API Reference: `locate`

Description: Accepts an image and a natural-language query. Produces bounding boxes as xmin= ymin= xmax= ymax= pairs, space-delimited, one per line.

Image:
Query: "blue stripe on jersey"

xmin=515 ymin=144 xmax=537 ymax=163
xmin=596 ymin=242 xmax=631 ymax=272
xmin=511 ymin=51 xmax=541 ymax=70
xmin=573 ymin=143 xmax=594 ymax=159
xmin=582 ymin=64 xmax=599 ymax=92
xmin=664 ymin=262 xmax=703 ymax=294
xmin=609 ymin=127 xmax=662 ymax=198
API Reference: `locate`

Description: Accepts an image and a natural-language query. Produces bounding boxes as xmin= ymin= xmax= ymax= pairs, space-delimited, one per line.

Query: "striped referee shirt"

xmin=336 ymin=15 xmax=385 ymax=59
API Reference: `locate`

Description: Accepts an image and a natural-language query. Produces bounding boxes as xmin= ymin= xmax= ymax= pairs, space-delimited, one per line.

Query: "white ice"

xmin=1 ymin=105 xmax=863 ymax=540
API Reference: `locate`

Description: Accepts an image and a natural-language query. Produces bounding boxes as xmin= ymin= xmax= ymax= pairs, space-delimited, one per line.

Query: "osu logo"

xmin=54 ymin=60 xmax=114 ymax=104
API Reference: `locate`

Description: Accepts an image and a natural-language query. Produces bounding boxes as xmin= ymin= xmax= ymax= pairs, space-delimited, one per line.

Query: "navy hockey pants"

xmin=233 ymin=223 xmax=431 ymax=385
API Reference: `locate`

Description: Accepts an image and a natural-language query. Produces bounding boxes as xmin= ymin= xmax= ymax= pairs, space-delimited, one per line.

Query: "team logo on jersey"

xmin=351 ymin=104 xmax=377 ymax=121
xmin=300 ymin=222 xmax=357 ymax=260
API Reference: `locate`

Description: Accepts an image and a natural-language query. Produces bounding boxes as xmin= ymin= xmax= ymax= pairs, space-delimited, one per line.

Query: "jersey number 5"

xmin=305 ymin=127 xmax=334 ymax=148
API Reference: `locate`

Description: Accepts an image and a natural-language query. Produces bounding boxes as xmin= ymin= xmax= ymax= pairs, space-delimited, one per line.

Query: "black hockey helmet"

**Task**:
Output every entry exactly.

**Answer box**:
API Reference: `locate`

Description: Accepts an image and a natural-language query. Produces bounding boxes as xmin= ymin= xmax= ymax= pairs, space-delimited, one per line.

Image:
Query: "blue stripe on jersey"

xmin=515 ymin=144 xmax=537 ymax=163
xmin=596 ymin=242 xmax=631 ymax=272
xmin=511 ymin=51 xmax=541 ymax=70
xmin=573 ymin=143 xmax=594 ymax=159
xmin=582 ymin=64 xmax=599 ymax=92
xmin=664 ymin=262 xmax=703 ymax=294
xmin=609 ymin=127 xmax=662 ymax=198
API Reference: `locate`

Description: Accepts an image and a natural-language query. Produces bounding boxes as xmin= ymin= xmax= ymax= pairs, space-delimited, one per line.

Query: "striped referee shirt"

xmin=336 ymin=15 xmax=385 ymax=59
API Reference: `locate`

Description: Accepts an image and a natural-language query. Produces bounding boxes as xmin= ymin= xmax= ymax= pairs, space-delimited, one per line.

Query: "white ice"

xmin=1 ymin=105 xmax=863 ymax=540
API Reference: `locate`

Description: Accepts an image and a natural-language query. Produces bounding boxes as xmin= ymin= xmax= ymax= pairs, space-delimited, one per line.

Query: "osu logo"

xmin=54 ymin=60 xmax=114 ymax=104
API Reference: `locate`

Description: Accepts an image and a natural-language query. Produces bounding boxes as xmin= ymin= xmax= ymax= pairs, space-delimited, one per line.

Query: "navy hockey pants"

xmin=233 ymin=223 xmax=431 ymax=385
API Reference: `locate`

Description: Accepts an image and a natural-language query. Produces bounding boxes as xmin= ymin= xmax= ymax= pairs, space-delimited, one per line.

Query: "team logo on jersey"

xmin=351 ymin=104 xmax=377 ymax=121
xmin=300 ymin=222 xmax=357 ymax=260
API Reference: `locate`

Description: Accepts an image and a natural-language query. Produces bounding boxes as xmin= ymin= xmax= ymax= pairs, space-delimited, one per line.

Query: "jersey number 5"

xmin=305 ymin=127 xmax=334 ymax=148
API Reference: `locate`

Description: Accepts an image and a natural-language query. Produces bounding boxes as xmin= ymin= xmax= ymax= pairs, space-delimited, one per line.

Query: "black hockey helmet"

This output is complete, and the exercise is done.